Problem
From the first entry to the last, copy everything exactly except the pictures.

╭─ Listed records

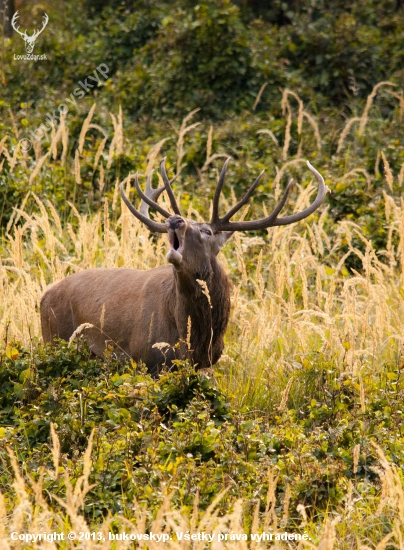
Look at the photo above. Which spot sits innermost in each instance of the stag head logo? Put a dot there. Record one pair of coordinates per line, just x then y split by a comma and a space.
29, 40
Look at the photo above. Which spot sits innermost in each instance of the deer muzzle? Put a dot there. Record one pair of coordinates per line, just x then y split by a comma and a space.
176, 226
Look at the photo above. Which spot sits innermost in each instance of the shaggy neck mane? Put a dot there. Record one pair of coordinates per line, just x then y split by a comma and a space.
208, 324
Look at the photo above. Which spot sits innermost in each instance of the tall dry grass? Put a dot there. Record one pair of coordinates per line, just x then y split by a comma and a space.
31, 511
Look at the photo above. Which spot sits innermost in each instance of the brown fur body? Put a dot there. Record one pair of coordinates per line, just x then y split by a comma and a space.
142, 308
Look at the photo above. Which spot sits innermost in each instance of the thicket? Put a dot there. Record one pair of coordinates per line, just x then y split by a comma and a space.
167, 58
311, 379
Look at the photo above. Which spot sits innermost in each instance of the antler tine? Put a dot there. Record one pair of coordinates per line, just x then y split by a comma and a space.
243, 201
149, 198
272, 220
152, 225
13, 23
215, 208
167, 185
151, 193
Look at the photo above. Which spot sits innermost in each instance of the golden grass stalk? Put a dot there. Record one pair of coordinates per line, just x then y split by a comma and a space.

╰─

Output below
Look at the photo above. Which spot sits innermost in each instance of the stag head logo? Put a dot there. Record one pair of coordinates per line, just x then y split by a comma and a space.
29, 40
Look at the photo above. Which spot sits innermost in each instance of the deer muzzle? Put a dot there. Record one pair of coordinates per line, just x then y split by a comma and a space.
176, 226
Look at the photo above. Which spot sits innermost in each instance of the shaggy neck mane? Put a dot there. Record one pair of coordinates per line, just x then y split by a comma and a space.
208, 324
Look at the photo above. Which spot sits innermost in each instance of the tall dry grass? Put a dot there. Record one pair of coordinates per line, just x then y split by a comma and a space.
31, 511
Look at the photo above. Which spot sits innermost in each instance of the brown fur body? Put a dot there. Record one pair of coordinates per line, just x then y split by a comma and a space.
142, 308
Look at the photo above. Which spot sits innermost in each instance of the thicket? Put a dot there. Record one pair of coordinates per line, just x then y split by a comma and a space.
167, 58
311, 379
Look at the photo above. Which spot sits innermost in each instance of the antler tine? Put a dot there. Record one pair of coordinates per line, just x then y split by a comma and a space.
243, 201
149, 198
272, 220
152, 225
13, 23
215, 208
167, 185
151, 193
Look at the photo above. Which spot sits innermost in each instance of the golden grass stalk? Put a dot there. Record one pair of coordinates per line, just x then y split by a comma and a space.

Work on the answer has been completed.